Pointing dataset records:
--- Begin ---
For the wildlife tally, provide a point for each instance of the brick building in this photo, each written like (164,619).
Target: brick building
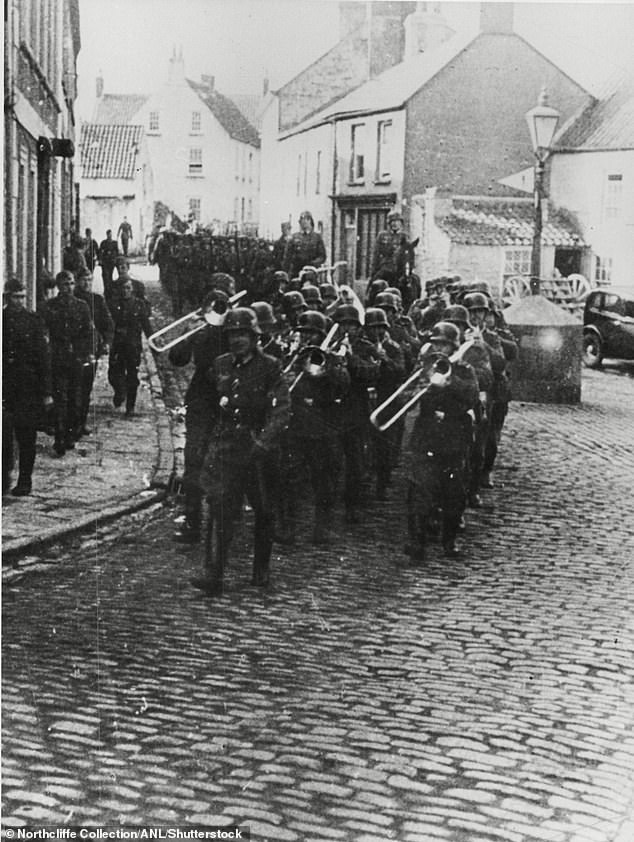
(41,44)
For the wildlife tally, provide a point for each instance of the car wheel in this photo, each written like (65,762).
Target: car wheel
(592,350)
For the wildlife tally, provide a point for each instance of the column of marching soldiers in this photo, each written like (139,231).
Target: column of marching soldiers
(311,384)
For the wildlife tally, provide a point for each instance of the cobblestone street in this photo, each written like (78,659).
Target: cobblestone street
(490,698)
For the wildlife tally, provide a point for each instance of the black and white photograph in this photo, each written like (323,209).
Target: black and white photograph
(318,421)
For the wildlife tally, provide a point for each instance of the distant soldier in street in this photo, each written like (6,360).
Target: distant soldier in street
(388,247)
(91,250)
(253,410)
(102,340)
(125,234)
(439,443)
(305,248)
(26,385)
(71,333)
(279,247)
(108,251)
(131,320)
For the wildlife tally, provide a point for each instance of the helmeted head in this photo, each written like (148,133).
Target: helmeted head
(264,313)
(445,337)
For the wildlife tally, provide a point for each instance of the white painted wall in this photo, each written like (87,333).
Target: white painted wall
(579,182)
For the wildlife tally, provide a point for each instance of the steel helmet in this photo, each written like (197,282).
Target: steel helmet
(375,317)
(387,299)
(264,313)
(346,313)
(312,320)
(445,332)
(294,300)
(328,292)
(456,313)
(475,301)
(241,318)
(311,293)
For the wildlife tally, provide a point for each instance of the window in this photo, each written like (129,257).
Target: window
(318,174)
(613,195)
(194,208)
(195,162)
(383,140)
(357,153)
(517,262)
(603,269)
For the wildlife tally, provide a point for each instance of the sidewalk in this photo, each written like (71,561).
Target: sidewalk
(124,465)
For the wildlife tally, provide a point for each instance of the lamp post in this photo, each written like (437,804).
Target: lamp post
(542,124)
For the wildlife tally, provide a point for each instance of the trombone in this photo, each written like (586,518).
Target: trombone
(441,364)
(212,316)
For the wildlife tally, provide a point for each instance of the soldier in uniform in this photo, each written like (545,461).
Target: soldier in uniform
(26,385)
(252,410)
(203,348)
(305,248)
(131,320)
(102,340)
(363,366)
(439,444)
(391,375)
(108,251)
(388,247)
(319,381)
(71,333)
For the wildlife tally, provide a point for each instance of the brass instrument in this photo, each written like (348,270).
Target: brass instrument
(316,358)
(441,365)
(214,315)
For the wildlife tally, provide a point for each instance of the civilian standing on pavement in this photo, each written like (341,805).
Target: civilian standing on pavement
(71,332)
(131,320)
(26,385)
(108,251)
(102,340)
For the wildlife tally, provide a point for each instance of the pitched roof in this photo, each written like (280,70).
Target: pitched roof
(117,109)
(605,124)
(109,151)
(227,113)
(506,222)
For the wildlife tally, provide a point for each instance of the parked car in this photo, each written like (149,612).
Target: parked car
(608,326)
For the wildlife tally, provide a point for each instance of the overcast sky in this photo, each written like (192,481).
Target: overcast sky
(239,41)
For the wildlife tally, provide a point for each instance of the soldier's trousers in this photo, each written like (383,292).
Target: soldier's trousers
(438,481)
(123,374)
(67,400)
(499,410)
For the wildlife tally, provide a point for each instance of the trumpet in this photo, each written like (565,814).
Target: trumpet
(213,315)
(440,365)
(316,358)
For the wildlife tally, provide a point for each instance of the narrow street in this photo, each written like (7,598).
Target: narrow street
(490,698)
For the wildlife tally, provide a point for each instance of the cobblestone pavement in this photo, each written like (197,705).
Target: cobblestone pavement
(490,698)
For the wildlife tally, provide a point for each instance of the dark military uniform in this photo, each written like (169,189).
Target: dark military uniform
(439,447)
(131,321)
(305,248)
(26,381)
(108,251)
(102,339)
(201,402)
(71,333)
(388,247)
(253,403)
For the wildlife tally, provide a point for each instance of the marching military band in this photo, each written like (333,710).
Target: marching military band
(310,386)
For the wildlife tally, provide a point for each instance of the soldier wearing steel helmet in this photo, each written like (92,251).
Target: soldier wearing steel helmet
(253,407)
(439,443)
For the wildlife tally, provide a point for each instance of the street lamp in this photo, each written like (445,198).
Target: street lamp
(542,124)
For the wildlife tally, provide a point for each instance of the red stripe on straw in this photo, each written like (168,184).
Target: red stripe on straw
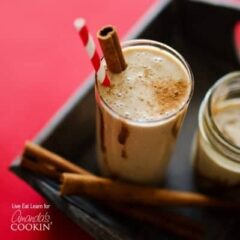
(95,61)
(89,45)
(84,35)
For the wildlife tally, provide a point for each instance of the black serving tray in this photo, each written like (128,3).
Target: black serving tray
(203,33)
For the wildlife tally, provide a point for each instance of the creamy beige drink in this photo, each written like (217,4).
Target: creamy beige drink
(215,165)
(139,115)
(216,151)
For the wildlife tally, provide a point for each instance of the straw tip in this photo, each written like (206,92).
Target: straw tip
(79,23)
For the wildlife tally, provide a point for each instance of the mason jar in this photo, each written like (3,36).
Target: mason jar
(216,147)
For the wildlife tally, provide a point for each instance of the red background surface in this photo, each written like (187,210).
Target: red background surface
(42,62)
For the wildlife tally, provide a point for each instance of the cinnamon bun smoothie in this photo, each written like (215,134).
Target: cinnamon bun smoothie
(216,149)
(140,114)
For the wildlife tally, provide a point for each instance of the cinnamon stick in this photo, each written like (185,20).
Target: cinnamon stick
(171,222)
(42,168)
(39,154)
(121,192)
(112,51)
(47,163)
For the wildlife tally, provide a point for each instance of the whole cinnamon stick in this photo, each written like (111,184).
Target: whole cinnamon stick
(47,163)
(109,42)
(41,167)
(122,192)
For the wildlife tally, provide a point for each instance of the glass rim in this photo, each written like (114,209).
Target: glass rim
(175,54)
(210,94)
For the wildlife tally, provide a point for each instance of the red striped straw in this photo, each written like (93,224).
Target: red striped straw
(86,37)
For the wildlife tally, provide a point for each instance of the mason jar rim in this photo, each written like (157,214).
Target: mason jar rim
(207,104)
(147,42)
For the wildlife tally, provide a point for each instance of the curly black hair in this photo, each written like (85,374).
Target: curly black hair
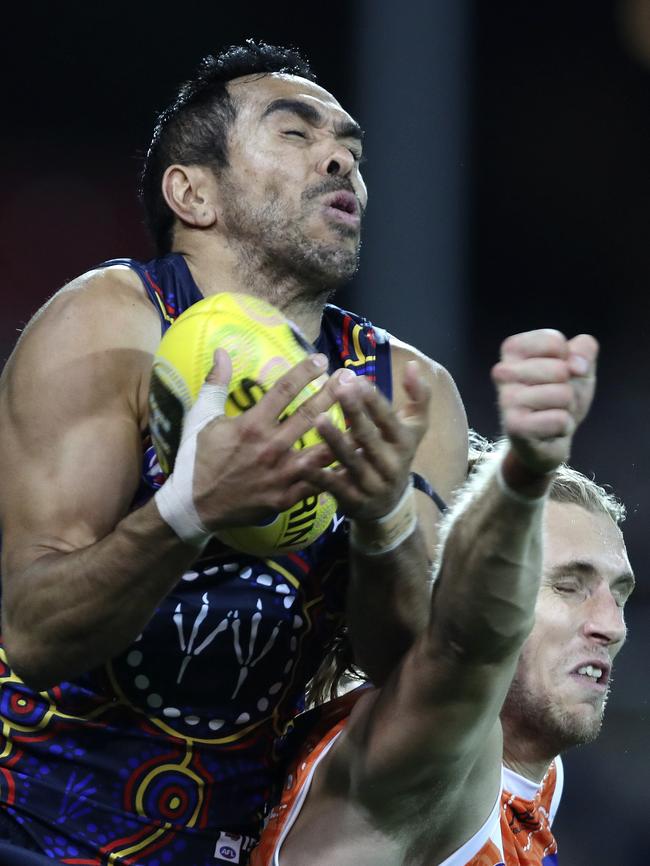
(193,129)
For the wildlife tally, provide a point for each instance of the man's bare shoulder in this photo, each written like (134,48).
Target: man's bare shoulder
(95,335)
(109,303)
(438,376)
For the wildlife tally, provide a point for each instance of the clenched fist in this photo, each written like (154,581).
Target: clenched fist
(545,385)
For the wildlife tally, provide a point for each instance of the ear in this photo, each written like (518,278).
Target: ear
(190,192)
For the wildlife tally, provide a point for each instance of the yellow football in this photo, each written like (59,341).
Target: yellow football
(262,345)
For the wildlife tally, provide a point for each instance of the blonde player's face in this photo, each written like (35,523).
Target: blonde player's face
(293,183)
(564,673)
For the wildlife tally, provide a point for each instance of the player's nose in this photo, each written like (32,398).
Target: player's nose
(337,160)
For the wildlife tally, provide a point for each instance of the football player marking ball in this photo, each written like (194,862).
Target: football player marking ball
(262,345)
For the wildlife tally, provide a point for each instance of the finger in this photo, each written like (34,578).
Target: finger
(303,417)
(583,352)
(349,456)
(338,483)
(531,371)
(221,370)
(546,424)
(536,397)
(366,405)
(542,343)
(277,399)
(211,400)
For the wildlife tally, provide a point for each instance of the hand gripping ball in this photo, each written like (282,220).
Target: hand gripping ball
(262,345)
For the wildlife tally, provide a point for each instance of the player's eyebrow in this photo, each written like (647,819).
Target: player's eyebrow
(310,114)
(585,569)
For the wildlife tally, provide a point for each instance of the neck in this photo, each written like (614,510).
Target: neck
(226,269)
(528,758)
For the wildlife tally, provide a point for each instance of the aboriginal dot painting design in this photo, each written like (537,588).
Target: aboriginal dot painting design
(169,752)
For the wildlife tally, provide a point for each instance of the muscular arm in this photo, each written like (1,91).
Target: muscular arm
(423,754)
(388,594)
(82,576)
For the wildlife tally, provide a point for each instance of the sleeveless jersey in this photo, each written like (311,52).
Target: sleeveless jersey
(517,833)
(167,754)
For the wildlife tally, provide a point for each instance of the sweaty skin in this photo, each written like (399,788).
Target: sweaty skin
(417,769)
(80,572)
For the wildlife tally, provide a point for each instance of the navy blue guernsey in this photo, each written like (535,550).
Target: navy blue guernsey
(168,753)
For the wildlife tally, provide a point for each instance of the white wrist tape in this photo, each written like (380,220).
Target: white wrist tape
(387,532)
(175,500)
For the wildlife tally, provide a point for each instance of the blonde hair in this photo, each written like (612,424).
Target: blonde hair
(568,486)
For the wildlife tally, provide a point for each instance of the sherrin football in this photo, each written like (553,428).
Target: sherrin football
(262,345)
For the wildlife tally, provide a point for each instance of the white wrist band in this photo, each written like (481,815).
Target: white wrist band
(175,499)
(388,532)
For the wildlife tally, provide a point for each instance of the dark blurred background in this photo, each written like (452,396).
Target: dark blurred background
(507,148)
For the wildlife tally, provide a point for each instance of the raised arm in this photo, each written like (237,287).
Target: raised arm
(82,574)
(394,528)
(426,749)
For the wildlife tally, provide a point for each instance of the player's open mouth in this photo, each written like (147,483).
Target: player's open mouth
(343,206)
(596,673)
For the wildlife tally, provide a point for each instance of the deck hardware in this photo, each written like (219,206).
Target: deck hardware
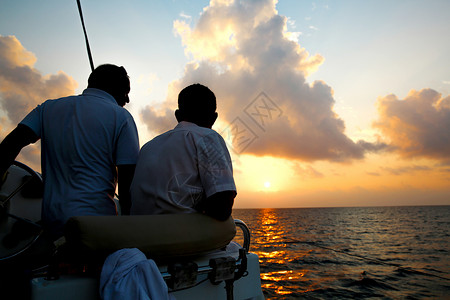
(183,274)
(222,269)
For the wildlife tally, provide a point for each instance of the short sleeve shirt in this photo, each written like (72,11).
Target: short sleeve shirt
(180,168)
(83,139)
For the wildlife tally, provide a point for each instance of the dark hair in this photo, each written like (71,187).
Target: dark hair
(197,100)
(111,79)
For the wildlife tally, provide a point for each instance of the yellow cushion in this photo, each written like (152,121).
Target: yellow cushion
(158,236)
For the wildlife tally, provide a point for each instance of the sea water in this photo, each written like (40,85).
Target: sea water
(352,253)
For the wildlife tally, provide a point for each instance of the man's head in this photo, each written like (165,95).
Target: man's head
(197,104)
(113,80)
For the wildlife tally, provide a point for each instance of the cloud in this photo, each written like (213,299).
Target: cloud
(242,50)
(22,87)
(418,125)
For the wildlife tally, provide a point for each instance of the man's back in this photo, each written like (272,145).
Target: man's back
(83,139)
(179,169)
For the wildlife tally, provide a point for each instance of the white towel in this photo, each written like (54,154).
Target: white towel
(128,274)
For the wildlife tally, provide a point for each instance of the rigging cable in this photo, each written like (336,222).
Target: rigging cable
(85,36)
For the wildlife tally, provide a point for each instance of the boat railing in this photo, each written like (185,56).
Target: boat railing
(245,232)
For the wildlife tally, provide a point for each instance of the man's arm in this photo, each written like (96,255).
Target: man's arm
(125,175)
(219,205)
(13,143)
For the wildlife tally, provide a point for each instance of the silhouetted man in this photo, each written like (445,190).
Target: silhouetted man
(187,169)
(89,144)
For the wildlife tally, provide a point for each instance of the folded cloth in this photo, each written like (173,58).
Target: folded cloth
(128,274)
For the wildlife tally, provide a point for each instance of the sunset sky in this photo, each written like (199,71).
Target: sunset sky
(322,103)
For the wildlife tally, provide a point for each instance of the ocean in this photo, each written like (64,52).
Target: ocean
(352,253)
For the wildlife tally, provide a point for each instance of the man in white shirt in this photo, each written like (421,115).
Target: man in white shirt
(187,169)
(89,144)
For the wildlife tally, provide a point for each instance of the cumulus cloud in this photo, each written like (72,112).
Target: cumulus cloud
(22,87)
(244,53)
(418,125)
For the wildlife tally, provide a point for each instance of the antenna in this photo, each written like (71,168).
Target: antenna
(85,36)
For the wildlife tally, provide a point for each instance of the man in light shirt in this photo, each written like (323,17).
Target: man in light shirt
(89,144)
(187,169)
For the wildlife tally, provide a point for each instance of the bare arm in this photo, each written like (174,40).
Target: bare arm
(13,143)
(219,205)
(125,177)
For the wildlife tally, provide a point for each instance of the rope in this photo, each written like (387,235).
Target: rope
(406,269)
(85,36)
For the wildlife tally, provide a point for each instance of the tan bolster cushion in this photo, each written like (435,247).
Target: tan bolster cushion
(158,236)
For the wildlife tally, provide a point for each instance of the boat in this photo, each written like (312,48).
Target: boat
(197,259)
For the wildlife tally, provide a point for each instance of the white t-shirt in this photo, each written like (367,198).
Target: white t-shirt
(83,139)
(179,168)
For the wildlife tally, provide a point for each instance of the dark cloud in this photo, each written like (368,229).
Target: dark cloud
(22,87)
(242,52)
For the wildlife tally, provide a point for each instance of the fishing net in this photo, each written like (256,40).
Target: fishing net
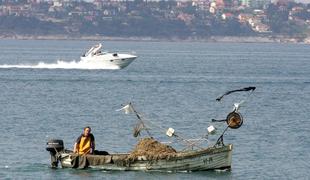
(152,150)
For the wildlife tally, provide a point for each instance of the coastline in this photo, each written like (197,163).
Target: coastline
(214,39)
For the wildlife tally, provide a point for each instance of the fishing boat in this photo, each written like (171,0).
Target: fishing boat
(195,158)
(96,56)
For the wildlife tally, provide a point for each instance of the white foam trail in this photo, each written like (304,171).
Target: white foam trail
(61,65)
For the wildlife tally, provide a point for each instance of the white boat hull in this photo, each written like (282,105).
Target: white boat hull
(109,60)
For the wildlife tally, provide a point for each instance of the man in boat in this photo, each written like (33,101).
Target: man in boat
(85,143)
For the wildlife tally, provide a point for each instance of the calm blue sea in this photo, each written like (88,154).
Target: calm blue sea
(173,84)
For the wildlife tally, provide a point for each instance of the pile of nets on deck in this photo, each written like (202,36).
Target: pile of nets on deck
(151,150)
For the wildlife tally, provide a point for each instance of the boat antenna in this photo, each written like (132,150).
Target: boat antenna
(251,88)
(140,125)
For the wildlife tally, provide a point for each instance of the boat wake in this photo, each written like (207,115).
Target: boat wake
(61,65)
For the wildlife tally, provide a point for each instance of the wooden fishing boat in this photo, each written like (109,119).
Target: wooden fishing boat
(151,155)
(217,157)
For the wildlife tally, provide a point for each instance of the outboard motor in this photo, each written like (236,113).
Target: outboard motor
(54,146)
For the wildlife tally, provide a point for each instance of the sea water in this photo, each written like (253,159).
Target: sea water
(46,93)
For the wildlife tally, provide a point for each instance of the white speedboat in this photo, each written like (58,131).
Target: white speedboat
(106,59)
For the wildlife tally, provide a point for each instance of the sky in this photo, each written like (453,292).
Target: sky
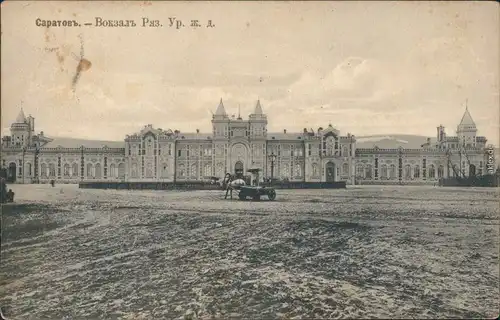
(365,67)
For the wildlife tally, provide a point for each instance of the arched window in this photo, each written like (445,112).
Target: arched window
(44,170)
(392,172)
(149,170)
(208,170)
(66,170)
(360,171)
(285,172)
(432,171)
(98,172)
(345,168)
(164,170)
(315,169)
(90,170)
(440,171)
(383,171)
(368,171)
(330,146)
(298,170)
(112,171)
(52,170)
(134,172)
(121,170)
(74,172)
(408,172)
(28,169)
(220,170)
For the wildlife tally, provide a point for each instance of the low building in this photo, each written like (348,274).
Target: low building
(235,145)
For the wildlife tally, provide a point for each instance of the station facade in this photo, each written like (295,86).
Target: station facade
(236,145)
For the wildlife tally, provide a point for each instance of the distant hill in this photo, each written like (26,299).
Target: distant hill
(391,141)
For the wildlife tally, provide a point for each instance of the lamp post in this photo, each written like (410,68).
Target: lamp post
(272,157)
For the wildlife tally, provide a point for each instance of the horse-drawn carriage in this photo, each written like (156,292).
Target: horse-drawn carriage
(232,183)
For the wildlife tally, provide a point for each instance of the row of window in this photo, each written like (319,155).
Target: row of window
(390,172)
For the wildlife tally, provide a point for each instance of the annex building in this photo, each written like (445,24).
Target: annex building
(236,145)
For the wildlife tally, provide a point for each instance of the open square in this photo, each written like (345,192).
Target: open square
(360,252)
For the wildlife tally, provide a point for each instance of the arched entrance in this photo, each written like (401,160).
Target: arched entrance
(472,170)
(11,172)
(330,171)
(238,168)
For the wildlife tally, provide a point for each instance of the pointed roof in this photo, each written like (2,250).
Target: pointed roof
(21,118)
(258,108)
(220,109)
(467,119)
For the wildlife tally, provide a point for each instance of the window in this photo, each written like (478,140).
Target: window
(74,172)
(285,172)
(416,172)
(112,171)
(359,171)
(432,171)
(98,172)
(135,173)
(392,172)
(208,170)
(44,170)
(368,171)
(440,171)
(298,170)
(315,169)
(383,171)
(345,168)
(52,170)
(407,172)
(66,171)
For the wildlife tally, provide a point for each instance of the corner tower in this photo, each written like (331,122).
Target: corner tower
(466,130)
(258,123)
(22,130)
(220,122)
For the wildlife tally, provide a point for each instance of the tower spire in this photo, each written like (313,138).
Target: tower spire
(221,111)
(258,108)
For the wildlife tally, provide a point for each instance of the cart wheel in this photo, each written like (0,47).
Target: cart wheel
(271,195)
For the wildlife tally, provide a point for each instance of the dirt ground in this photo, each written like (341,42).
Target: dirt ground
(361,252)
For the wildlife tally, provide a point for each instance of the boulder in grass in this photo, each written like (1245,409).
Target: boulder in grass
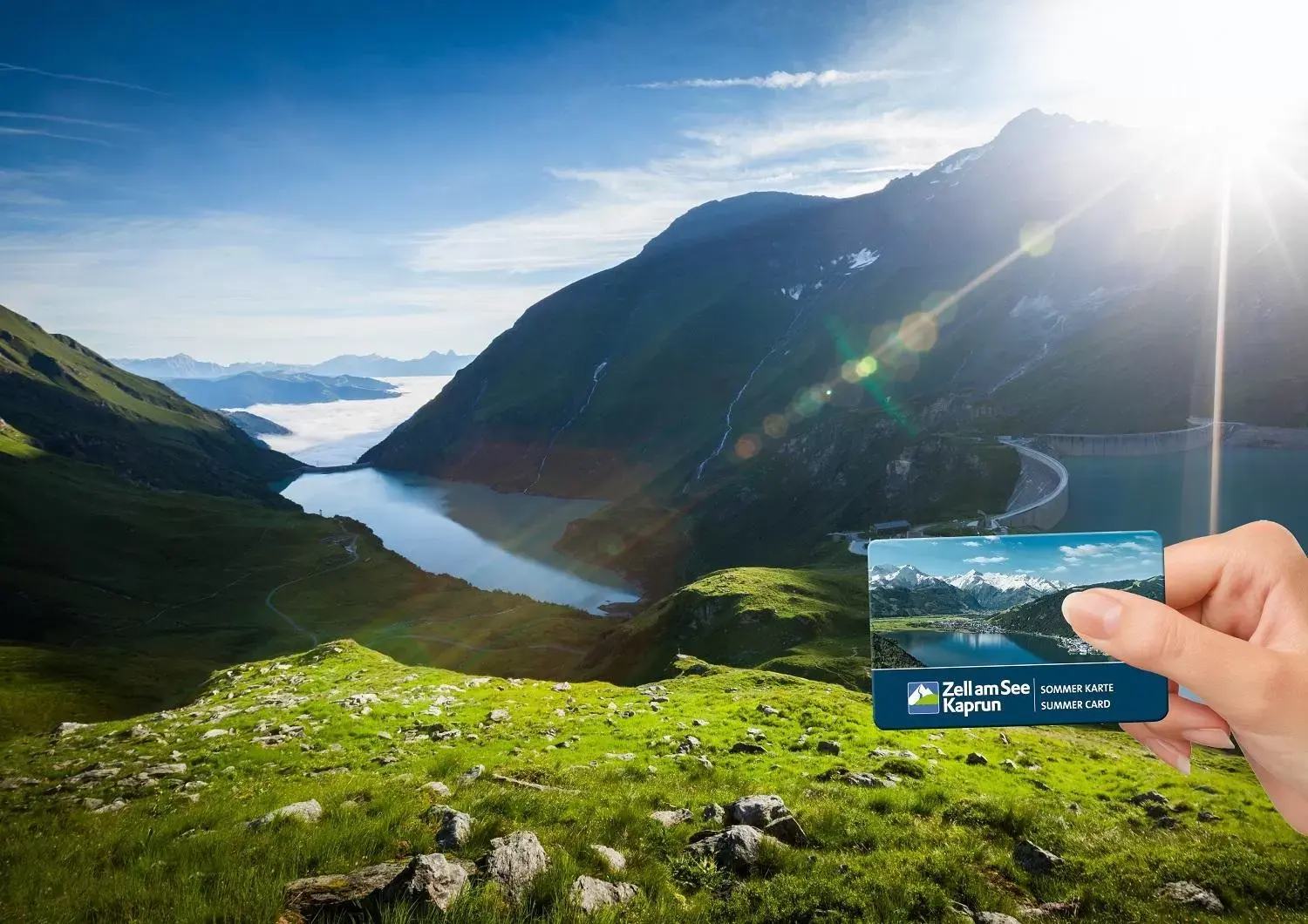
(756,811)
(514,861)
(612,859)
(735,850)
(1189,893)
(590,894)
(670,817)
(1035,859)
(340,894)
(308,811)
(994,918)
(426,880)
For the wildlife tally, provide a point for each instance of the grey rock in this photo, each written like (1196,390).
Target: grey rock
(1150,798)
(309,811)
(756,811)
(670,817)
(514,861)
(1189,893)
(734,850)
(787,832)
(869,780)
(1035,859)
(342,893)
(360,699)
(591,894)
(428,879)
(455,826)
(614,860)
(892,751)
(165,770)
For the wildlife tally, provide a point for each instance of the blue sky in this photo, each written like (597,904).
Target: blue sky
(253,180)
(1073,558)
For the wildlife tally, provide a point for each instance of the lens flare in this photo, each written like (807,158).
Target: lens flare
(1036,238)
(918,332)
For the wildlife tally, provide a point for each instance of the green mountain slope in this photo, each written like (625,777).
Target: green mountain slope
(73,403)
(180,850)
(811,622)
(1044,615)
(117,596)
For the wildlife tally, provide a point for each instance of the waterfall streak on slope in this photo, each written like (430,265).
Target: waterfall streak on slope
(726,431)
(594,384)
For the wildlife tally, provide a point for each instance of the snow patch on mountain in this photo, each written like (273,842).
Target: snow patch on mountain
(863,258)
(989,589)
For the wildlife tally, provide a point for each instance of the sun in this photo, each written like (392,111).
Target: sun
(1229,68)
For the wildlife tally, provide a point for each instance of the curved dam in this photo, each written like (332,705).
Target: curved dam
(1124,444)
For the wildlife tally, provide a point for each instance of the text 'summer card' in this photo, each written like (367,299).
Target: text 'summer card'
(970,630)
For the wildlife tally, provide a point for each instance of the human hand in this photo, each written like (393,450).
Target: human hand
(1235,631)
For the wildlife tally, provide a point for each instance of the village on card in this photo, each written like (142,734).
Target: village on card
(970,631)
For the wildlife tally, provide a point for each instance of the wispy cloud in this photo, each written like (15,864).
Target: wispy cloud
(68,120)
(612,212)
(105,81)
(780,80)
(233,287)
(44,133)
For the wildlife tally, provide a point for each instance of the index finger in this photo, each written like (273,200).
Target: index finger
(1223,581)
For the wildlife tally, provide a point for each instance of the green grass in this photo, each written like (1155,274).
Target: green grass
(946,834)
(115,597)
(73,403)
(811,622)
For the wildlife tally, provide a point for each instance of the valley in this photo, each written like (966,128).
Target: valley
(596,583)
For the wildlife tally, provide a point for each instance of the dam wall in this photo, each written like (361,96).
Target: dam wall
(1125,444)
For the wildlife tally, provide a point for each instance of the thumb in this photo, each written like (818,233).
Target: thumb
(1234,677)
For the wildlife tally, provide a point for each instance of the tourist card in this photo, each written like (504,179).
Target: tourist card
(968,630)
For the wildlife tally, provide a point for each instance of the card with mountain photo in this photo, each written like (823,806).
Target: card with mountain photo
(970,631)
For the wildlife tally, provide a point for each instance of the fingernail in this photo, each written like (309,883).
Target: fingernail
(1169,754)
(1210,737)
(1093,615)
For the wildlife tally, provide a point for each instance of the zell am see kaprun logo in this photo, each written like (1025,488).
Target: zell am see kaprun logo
--- End ---
The line containing "written like (966,128)." and every line after it, through the end of the records, should be repeated exactly and alone.

For the wildlife tally, provide a point for each instance of the valley in this photo, each written like (966,128).
Target: valley
(596,583)
For the wildlife tally, provide a point for each instance of the dam wall in this photo, each written like (361,96).
Target: dam wall
(1125,444)
For the wildlife tally, provide a point for each instance of the thumb in this photo, each written like (818,233).
Target: thumb
(1234,677)
For the wildlife tally, provide a point for each instance of the tourist card in this photo, each written like (504,179).
Target: tourist card
(968,630)
For the wildlife tally, provide a point for each instance of the card with mountain photo in this photo, each written like (823,806).
Target: card with mountain photo
(970,631)
For the wildlife tally, provide a point for each instance of the fingernail in this photo, each written like (309,883).
Target: fingernail
(1169,754)
(1210,737)
(1093,615)
For the wildlife tally, provide a point for each instance of the zell am see kaprun logo in this photo, each written like (1025,488).
Target: zell am see kaprun logo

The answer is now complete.